Action item → Repeat each record exactly, skipping the pictures.

Study material →
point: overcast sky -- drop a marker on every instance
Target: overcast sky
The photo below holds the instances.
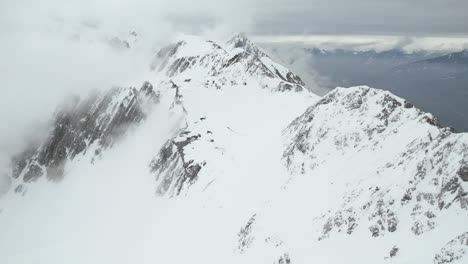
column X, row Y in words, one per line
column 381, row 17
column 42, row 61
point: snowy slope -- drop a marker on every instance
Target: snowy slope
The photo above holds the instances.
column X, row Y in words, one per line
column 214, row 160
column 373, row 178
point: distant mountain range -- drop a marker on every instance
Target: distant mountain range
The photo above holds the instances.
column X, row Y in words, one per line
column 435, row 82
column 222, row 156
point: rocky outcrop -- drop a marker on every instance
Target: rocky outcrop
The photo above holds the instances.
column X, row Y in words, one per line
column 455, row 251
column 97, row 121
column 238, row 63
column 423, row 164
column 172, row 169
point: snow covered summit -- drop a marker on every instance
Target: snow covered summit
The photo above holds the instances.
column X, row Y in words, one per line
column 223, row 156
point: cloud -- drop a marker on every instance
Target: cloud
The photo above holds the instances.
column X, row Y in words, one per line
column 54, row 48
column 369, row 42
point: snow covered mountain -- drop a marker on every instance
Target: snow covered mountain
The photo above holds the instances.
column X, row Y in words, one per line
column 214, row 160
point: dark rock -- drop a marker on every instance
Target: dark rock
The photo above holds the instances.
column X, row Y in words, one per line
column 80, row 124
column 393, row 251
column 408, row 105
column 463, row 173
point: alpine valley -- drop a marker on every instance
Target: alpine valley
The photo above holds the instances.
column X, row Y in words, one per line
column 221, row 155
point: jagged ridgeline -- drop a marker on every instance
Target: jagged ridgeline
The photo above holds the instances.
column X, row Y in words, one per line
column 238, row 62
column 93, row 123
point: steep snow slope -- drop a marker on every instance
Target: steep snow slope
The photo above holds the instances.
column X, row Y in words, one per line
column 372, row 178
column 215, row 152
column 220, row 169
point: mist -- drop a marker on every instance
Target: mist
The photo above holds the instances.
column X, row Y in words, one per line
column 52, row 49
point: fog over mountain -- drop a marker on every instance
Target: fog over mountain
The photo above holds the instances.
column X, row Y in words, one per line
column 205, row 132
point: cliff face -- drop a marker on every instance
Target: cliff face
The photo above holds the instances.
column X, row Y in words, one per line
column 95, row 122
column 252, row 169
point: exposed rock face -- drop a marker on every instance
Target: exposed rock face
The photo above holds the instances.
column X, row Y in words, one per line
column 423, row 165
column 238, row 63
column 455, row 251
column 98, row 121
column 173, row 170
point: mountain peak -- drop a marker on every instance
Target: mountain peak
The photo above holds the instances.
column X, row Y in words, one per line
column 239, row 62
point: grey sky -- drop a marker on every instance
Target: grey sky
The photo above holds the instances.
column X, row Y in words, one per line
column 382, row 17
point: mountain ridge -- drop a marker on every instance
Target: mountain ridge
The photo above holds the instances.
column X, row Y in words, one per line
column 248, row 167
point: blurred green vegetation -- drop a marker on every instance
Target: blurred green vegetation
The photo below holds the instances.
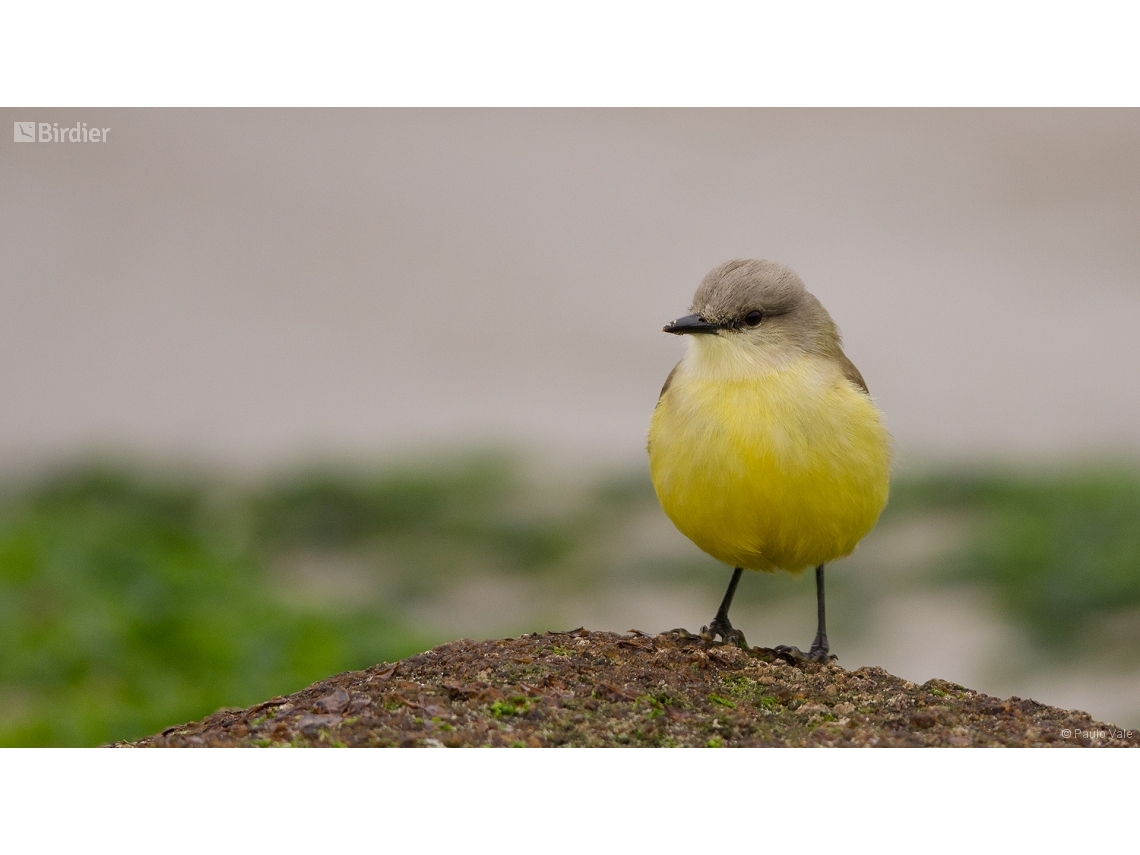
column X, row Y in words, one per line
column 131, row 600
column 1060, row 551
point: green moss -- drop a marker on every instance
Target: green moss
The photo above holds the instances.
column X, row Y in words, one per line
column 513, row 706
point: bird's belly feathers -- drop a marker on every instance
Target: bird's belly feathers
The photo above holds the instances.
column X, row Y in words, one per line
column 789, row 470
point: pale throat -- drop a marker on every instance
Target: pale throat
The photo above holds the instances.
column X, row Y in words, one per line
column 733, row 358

Written solution →
point: overcast sky -- drop a marker on every instance
Target: overcast sky
The photo below holds the instances.
column X, row Y in words, one per line
column 381, row 17
column 42, row 61
point: snowy slope -- drop a marker on every instance
Target: snowy slope
The photo above holds the instances.
column X, row Y in words, one per line
column 214, row 160
column 373, row 178
point: distant mountain range -- drop a marker on every instance
Target: distant mountain range
The photo above holds the instances.
column X, row Y in words, one per line
column 435, row 82
column 222, row 156
point: rocky outcrop -- drop a marker on every instance
Target: rocky outcrop
The photo above holds the instances.
column X, row Y in words, one per line
column 455, row 251
column 97, row 121
column 238, row 63
column 423, row 164
column 172, row 169
point: snow covered summit -- drop a marker on every instance
Target: snow covered summit
The photo above holds the instances.
column X, row Y in words, one per line
column 223, row 156
point: cloud -- drop a marker on every instance
Target: cloud
The photo above holds the instances.
column X, row Y in words, one per line
column 54, row 48
column 369, row 42
point: snow covered mountain -- drop a marker on every instance
Target: snow covered mountain
The photo above holds the instances.
column X, row Y in words, one per line
column 214, row 160
point: dark rock -- drop a marker on every instance
Target: dark rock
The photo above holds the instances.
column X, row Y in words, one per line
column 80, row 124
column 393, row 251
column 408, row 105
column 463, row 173
point: alpine valley -- drop a marker on every instance
Target: alpine valley
The photo above holds the instances.
column X, row Y in words, one per line
column 221, row 155
point: jagged ridgeline -- drop a marker on every instance
Target: jagged ridgeline
The photo above holds the instances.
column X, row Y in words, one per line
column 238, row 62
column 93, row 123
point: steep snow slope -- drop a marker on every instance
Target: steep snow slope
The photo above holds the instances.
column X, row Y in words, one per line
column 372, row 178
column 215, row 152
column 220, row 169
point: mist -- drop a marker on every instance
Target: mist
The photo above holds the instances.
column X, row Y in words, one per line
column 52, row 49
point: fog over mountain -- drop a marker on every instance
Target: fog over mountain
The photo above holds the instances.
column X, row Y in words, one per line
column 205, row 132
point: cliff face -- drop a marker on every instance
Target: cliff face
The photo above holds the instances.
column X, row Y in words, one per line
column 95, row 122
column 252, row 169
point: exposed rock face -- drop a marker on every instance
Target: exposed rock face
The photo above holds the instances.
column X, row Y in words, one per line
column 423, row 165
column 238, row 63
column 455, row 251
column 98, row 121
column 173, row 170
point: mountain peak -- drop a marker on every instance
Target: mountain peak
The photo above holds the instances.
column X, row Y in words, one per line
column 239, row 62
point: grey sky -- drop a marker on every instance
Target: grey sky
The photo above holds the instances.
column X, row Y in words, one per line
column 382, row 17
point: mountain ridge -- drop a marker on every instance
Target: mountain ridge
The photo above holds the instances.
column X, row Y in words, one per line
column 248, row 167
point: blurred green vegetation -- drop a marker on every instance
Target: blurred green vegetation
The photo below holds the instances.
column X, row Y in words, one per line
column 131, row 600
column 1060, row 551
point: green moss -- drop a marker on every instance
Target: green moss
The photo above holds the instances.
column X, row Y in words, one per line
column 513, row 706
point: bird's belly feathers -- drop a marker on every instance
Target: bird's belly feathers
The photo above holds the instances.
column X, row Y in words, one per line
column 789, row 470
point: pale throat -- drop a marker on every instance
Target: pale throat
The photo above holds the instances.
column X, row Y in words, one per line
column 733, row 358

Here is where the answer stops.